> _Written task_
Convert every one of the items below into a two-column CSV with the header request,masks and one row per request. Put the request text and its answer each in a single quoted field, replacing any line breaks with spaces.

--- start of Excerpted data ---

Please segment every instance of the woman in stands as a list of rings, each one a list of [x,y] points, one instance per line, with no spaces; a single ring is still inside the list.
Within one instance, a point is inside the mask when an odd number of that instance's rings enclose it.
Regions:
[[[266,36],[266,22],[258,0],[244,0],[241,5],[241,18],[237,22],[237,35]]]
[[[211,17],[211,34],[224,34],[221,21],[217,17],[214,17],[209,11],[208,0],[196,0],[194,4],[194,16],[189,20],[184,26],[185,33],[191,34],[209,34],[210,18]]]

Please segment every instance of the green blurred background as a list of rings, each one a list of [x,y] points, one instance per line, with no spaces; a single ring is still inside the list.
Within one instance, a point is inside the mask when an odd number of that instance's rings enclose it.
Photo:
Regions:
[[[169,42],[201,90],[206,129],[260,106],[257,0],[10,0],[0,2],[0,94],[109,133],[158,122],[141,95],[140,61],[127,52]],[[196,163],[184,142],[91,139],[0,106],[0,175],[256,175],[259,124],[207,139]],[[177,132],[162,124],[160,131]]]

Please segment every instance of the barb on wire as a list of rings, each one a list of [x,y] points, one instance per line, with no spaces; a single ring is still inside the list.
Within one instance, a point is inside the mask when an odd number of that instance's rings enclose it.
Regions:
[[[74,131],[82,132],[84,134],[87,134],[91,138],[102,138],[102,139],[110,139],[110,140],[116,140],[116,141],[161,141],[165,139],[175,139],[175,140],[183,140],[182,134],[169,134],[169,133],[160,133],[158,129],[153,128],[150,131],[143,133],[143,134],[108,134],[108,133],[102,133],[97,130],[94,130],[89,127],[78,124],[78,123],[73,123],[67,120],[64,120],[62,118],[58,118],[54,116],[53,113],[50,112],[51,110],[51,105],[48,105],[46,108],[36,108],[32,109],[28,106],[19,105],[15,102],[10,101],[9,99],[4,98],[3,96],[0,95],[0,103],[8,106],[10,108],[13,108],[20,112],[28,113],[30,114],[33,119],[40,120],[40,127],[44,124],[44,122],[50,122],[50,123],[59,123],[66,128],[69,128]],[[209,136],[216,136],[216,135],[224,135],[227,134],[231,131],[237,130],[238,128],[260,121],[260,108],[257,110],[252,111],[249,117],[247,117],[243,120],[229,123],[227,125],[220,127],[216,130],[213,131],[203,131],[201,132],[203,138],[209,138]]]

--- end of Excerpted data ---

> _The result_
request,masks
"Please segment every instance of the woman in stands as a list of rings, each one a list of [x,y] points, one instance per line, with no spaces; a single ring is still inside the list. Within one instance, a point is inside the mask when an odd number of that instance's rings enclose it. Regions:","[[[266,36],[266,22],[258,0],[244,0],[241,5],[241,18],[237,22],[237,35]]] [[[211,17],[211,34],[224,34],[221,21],[217,17],[214,17],[209,11],[208,0],[196,0],[194,4],[194,16],[189,20],[184,26],[185,33],[191,34],[209,34],[210,18]]]"
"Please segment every instance of the green blurred background as a list of rings, each one a list of [x,y] points, one instance per line, with no spaces; a single ring is still inside the list. Within one instance, a point is inside the mask when an odd number of that instance's rings enclose it. Photo: Regions:","[[[169,42],[201,90],[206,129],[260,106],[257,0],[10,0],[0,2],[0,94],[109,133],[158,122],[141,95],[140,61],[127,52]],[[196,163],[184,142],[91,139],[0,106],[0,175],[256,175],[259,124],[207,139]],[[177,132],[162,124],[160,131]]]"
"Please segment every instance of the barb on wire as a list of rings, each one a list of [x,y] points, one instance per line, with no spaces; a single ring is still inside the list. Within one instance, a point is inside the mask when an odd number of that instance's rings enclose it. Regions:","[[[74,131],[82,132],[84,134],[87,134],[91,138],[102,138],[102,139],[110,139],[110,140],[116,140],[116,141],[161,141],[165,139],[175,139],[175,140],[183,140],[182,134],[169,134],[169,133],[160,133],[158,129],[153,128],[150,131],[143,133],[143,134],[108,134],[108,133],[102,133],[97,130],[94,130],[89,127],[78,124],[78,123],[73,123],[67,120],[64,120],[62,118],[58,118],[54,116],[53,113],[50,112],[51,110],[51,105],[48,105],[46,108],[36,108],[32,109],[28,106],[19,105],[15,102],[10,101],[9,99],[4,98],[3,96],[0,95],[0,103],[8,106],[10,108],[13,108],[20,112],[28,113],[30,114],[33,119],[40,120],[40,127],[44,124],[44,122],[50,122],[50,123],[59,123],[66,128],[69,128]],[[209,136],[216,136],[216,135],[224,135],[227,134],[231,131],[237,130],[238,128],[260,121],[260,108],[257,110],[252,111],[249,117],[247,117],[243,120],[229,123],[227,125],[220,127],[216,130],[213,131],[203,131],[201,132],[203,138],[209,138]]]"